┌─ RECORDS FOR THE TASK

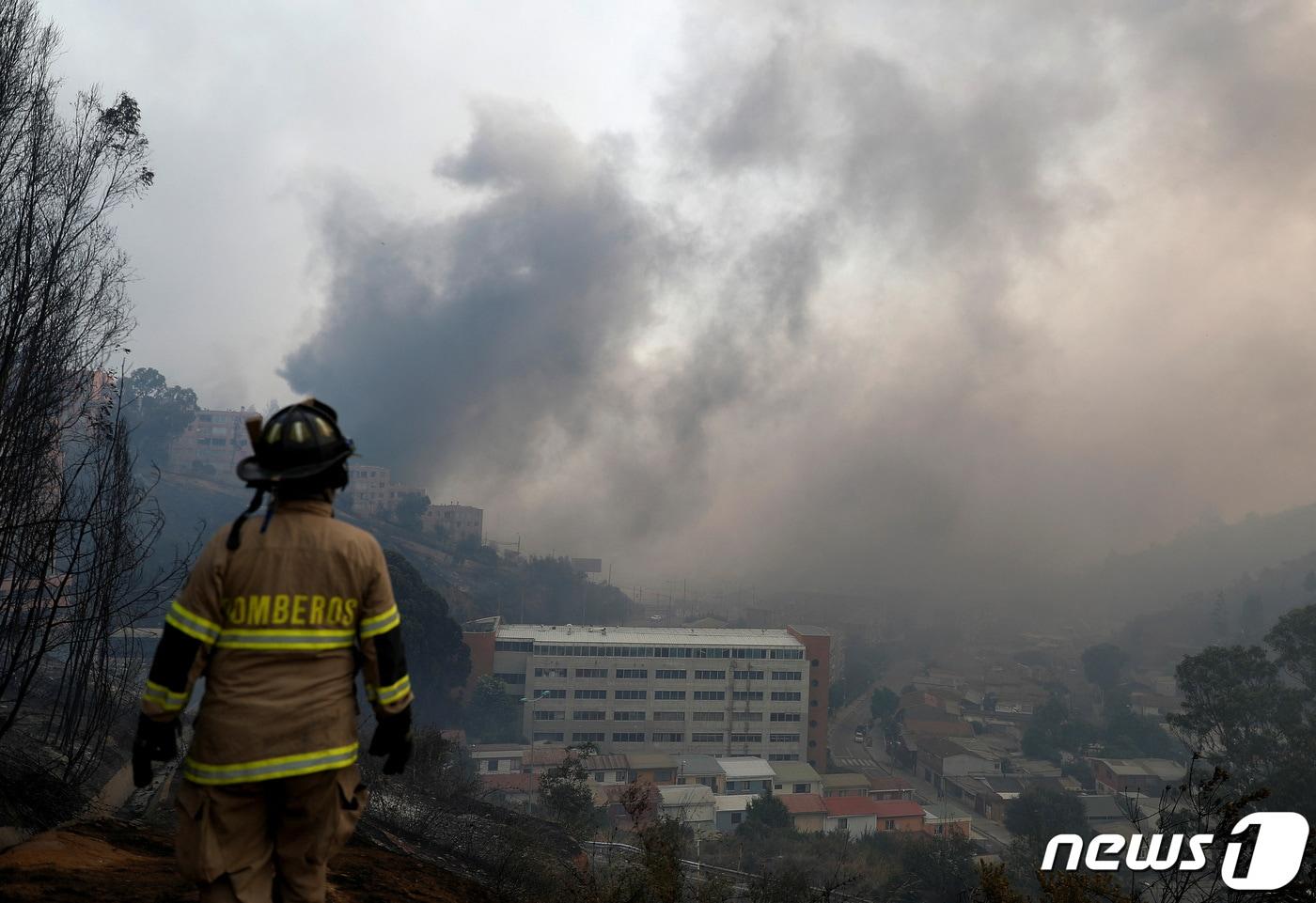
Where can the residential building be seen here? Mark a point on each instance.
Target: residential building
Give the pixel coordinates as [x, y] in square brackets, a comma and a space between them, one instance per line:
[666, 689]
[730, 811]
[844, 784]
[884, 787]
[795, 778]
[497, 758]
[940, 824]
[1148, 775]
[818, 652]
[807, 811]
[746, 774]
[898, 815]
[857, 815]
[941, 758]
[654, 768]
[458, 522]
[212, 444]
[700, 768]
[693, 806]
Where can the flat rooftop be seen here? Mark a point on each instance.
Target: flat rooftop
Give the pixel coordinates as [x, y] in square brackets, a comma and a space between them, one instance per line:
[687, 636]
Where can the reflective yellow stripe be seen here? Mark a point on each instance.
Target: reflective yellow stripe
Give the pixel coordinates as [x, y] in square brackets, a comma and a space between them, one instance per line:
[164, 698]
[270, 769]
[285, 640]
[191, 624]
[382, 623]
[390, 693]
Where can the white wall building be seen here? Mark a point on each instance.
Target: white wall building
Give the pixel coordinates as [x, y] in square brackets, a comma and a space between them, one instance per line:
[697, 690]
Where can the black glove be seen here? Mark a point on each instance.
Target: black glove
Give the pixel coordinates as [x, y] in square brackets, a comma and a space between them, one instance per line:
[154, 742]
[394, 739]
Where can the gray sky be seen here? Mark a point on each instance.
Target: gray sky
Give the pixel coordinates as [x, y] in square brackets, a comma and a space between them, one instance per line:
[920, 298]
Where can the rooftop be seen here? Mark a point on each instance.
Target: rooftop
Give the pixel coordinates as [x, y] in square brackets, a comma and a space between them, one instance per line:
[802, 803]
[795, 771]
[894, 808]
[745, 768]
[686, 636]
[686, 795]
[848, 806]
[844, 780]
[648, 761]
[697, 764]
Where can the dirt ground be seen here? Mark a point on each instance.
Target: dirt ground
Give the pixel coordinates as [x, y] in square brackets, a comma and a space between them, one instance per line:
[112, 861]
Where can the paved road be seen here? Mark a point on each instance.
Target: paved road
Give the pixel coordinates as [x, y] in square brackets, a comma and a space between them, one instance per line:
[851, 755]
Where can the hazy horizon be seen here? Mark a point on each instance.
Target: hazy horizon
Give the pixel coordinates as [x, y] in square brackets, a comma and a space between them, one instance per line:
[951, 298]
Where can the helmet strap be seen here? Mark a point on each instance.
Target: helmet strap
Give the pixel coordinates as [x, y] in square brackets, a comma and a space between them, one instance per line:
[236, 531]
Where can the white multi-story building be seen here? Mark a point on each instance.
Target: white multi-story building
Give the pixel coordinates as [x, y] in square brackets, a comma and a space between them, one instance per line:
[697, 690]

└─

## [REQUIRED WORK]
Can you repeat every line of the material above word for word, leaving the pictures out?

## [EXERCISE OUTPUT]
Where can the residential building be seen here? Mark a point on each instance.
Target: residential building
Give the pixel coordinates as [x, y] in square brackets, a comma and a space between them, one instance per line:
[666, 689]
[730, 811]
[844, 784]
[884, 787]
[795, 778]
[497, 758]
[940, 824]
[1148, 775]
[818, 652]
[807, 811]
[746, 774]
[898, 815]
[857, 815]
[941, 758]
[654, 768]
[458, 522]
[212, 444]
[700, 768]
[693, 806]
Where can the flat rooftop be seen here? Mark a point on each instance.
Target: flat rooftop
Give the pixel coordinates as [x, y] in square brackets, a comma and a space between them, one instance per line:
[687, 636]
Where can the reflective yellow stripe be seen here? Mark a point on each instance.
Target: reflective yellow stripe
Give the pixel coordinates as [x, y] in square brackets, a comma and a space between them, one instance per line:
[164, 698]
[270, 769]
[285, 640]
[191, 624]
[382, 623]
[390, 693]
Where can the white wall building be seen here? Mark a point on each instance.
Target: white wall building
Give the pixel coordinates as [x, y] in square brackets, a comma and a space between them, one instance per line:
[697, 690]
Where can the black glove be seen here? Mark a point on each instance.
Target: black glove
Give the pixel coordinates as [x, y] in square brackets, a comma and a space between them, one instance per line:
[154, 742]
[394, 739]
Where can the gray sky be seen here? Mark a point on each instance.
Target: gray sky
Give the pixel coordinates as [x, y] in square brackets, a comma and a space between them, one instance per line:
[920, 298]
Where can the rooftop be seen here? Mark a point on each instance.
Target: rooftop
Give the pixel coordinates as [x, y] in square brackets, a comma and a space between them, one instance per line:
[802, 803]
[795, 771]
[894, 808]
[745, 768]
[686, 636]
[686, 795]
[848, 806]
[844, 780]
[648, 761]
[697, 764]
Where can the dirt ground be seen here? Mark a point on each instance.
Target: dirt ground
Give the pixel coordinates as [x, y] in square brackets, a comma and a space between them, one instance per line:
[112, 861]
Where can the paved road be seen here? Mark a point on each instance.
Target: paved road
Give the pixel coordinates as [x, y] in square brackets, a comma and a space between them, one instance per line:
[851, 755]
Where can the hazy horizon be seen here? Mark a point on each instance.
Target: hazy horizon
Give the pixel coordinates as [x, y] in square brackets, a comma and a space between them, one instance per line:
[951, 298]
Where can the helmet strap be seen here? Mark a point on each instance.
Target: helmet strap
Give the pixel coordinates as [x, y] in square brackets, a comma and a space between them, one instance per line:
[236, 531]
Where can the white multi-story building be seen here? Mark a point on each instance.
Target: white multi-story building
Give the pixel coordinates as [x, y] in square brackets, a comma and a space between them, one instance per line:
[697, 690]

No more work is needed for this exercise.